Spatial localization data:
▼

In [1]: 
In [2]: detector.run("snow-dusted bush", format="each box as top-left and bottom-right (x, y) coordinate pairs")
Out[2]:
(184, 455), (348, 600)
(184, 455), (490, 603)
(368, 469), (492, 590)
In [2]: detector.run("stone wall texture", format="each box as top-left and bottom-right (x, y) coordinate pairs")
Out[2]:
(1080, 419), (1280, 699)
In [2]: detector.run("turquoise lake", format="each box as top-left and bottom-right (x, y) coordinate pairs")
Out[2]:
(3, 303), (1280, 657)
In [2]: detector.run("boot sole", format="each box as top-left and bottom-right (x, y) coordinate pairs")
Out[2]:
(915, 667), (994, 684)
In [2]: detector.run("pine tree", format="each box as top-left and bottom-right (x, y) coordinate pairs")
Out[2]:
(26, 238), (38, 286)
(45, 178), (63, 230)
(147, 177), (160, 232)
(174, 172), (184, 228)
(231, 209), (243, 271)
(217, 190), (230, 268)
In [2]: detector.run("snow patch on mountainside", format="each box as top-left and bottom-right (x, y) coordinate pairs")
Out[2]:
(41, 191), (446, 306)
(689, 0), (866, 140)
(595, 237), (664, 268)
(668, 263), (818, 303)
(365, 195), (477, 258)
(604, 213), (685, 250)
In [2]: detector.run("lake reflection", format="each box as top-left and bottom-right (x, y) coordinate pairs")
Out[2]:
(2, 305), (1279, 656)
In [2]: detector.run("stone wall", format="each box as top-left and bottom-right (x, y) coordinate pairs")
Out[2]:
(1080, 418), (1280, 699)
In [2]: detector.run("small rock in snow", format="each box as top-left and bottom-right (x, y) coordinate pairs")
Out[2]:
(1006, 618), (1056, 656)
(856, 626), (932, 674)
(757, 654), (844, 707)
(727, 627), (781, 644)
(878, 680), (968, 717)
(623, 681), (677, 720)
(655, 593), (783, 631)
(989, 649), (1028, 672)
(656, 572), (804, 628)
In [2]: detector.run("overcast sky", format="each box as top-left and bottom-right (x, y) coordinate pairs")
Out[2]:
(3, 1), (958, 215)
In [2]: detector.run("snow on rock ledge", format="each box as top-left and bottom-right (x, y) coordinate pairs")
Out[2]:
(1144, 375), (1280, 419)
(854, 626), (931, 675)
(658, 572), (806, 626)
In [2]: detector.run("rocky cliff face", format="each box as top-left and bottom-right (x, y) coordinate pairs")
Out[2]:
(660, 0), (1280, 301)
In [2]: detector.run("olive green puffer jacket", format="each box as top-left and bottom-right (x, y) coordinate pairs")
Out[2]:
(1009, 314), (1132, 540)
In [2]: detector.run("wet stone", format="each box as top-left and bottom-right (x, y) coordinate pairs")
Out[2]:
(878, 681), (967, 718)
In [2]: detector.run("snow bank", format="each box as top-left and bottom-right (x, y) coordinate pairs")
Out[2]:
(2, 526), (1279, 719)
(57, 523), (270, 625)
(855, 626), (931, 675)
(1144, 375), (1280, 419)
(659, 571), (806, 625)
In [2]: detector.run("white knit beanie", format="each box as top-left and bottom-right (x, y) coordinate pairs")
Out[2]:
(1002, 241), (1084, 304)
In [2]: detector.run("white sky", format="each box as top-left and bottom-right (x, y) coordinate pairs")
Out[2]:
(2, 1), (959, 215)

▲

→ **DIRECTIONS FOR THIS TASK**
Each line of the records that holds the word "white" should be copied out.

→ **SOLUTION TO THIS TASK**
In [2]: detector.run("white knit beanie", format="each box as top-left and bottom-right (x, y) coordinate pairs")
In [2]: detector.run("white sky", format="each box as top-left and bottom-right (x, y) coordinate pairs")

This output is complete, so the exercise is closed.